> [SHORT PROBLEM 1]:
According to the jobs article, how many new roles may emerge by 2025?
> [SHORT PROBLEM 2]:
Retype the part of the jobs article that opens with the words containing "You may be thinking" and closes with "right for you.".

The Top 20 Roles in Increasing and Decreasing Demand Across Industries
According to the World Economic Forum Future of Jobs Report 2020, 85 million jobs may be displaced by the shift in labor between humans and machines by 2025, while 97 million new roles may emerge.
You may be thinking that it's finally happened: The robots have won.
But don't panic just yet. The same report that predicts robots will soon steal our jobs also says that even more roles will open as a result of this shift — 97 million to be exact. These are the "jobs of the future," and they are actually better opportunities, specifically for early-career professionals.
There are two reasons why:
That said, if you are just entering the workforce, you may feel overwhelmed by the plethora of the new (and sometimes confusing) opportunities. To figure out which path you want to take first, you'll need spend some time researching what areas feel right for you.
Ask yourself these three questions to identify the "jobs of tomorrow" worth applying to, and future-proof your career.
1) What are the new roles in my area of interest?
Innovations in technology are driving the creation of new jobs. To figure out what roles you may want to pursue, you first need to understand what is happening in your area of interest. My first piece of advice is pretty intuitive: Do a simple Google search. Include the the name of your industry plus key phrases like "future of work," or "job trends in [industry]." For example, you might search, "HR future of work," "digital marketing trends," or "banking in 2025."
If you need a little inspiration before you start your research, refer to the graphic, below which highlights jobs in various sectors that are expected to boom in the next few years.
The Jobs of Tomorrow
Once you learn what's available in your field, and decide what roles sound most exciting to you, you can refine your search on sites like Indeed, LinkedIn, and Glassdoor.
For example, did you study marketing? Your search may teach you that companies are hiring new roles, like Digital Marketing Specialist — a position tasked with making data-driven decisions to ensure campaigns are successful — that can be filled by employees at any level. Is your passion HR? Scoring the internet will show you that Information Technology Recruiter and HR Analyst are two jobs expected to pop up in the next few years. Both roles are responsibly for collecting and analyzing people data to help companies make better choices.
On LinkedIn, I'd recommend researching people who may already be in the roles that interest you. Follow them, react to their posts, and join the virtual events where they are presenting — but don't just message them out of the blue. Only reach out directly when you are able to clearly share how their work or ideas have impacted you. From my experience, people are more likely to respond when you show you have put in the time to do your homework.
In your message, you can explain that, as someone who is just entering the workforce, you're curious to learn more about their journey. If you reach out to enough people, a few will respond, especially if you are authentic and approach them with a personalized note.

> [RECORDS SHOWN]:
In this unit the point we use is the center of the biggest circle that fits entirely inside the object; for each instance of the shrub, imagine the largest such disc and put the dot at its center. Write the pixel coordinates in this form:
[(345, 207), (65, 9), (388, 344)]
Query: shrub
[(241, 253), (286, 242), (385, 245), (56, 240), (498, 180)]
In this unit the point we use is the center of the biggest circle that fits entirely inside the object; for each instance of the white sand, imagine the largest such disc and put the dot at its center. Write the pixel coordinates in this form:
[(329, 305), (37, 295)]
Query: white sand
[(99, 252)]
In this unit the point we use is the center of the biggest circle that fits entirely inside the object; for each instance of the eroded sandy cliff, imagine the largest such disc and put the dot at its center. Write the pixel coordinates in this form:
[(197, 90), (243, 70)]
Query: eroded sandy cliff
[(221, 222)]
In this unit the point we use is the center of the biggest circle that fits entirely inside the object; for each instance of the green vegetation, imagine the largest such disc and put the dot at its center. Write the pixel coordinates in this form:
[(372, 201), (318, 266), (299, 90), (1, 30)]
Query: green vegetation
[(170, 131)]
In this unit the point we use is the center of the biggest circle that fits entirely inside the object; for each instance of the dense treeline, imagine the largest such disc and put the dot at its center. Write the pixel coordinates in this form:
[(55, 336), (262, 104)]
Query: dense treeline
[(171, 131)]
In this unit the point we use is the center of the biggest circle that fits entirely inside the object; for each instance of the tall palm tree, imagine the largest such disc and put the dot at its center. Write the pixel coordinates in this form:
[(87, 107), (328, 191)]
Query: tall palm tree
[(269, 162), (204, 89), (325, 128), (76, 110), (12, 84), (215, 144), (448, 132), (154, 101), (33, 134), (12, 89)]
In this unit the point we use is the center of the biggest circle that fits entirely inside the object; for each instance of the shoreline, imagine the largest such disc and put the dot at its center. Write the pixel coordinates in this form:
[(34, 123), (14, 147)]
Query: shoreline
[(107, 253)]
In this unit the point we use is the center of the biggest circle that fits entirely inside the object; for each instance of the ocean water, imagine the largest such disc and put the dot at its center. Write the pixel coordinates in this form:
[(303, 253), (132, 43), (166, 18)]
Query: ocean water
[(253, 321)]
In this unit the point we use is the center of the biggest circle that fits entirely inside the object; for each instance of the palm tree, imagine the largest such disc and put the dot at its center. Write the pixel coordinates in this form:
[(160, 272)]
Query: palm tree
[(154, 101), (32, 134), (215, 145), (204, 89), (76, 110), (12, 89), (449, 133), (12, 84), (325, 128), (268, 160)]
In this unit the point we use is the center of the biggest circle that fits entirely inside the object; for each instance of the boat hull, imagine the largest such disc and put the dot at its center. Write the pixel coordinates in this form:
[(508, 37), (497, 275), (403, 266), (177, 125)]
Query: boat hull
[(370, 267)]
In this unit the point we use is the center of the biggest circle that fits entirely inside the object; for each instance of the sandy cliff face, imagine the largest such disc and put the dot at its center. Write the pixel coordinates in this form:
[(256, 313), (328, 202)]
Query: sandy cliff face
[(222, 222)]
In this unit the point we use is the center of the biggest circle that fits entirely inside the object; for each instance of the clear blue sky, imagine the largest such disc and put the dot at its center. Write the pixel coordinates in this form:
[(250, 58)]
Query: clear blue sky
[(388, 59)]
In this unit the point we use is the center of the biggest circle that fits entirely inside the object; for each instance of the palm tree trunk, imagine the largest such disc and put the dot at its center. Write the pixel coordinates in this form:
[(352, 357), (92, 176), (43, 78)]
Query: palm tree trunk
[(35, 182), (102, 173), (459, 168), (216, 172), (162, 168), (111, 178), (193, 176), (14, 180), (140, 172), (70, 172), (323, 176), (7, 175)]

> [FULL SOLUTION 1]:
97 million

> [FULL SOLUTION 2]:
You may be thinking that it's finally happened: The robots have won.
But don't panic just yet. The same report that predicts robots will soon steal our jobs also says that even more roles will open as a result of this shift — 97 million to be exact. These are the "jobs of the future," and they are actually better opportunities, specifically for early-career professionals.
There are two reasons why:
That said, if you are just entering the workforce, you may feel overwhelmed by the plethora of the new (and sometimes confusing) opportunities. To figure out which path you want to take first, you'll need spend some time researching what areas feel right for you.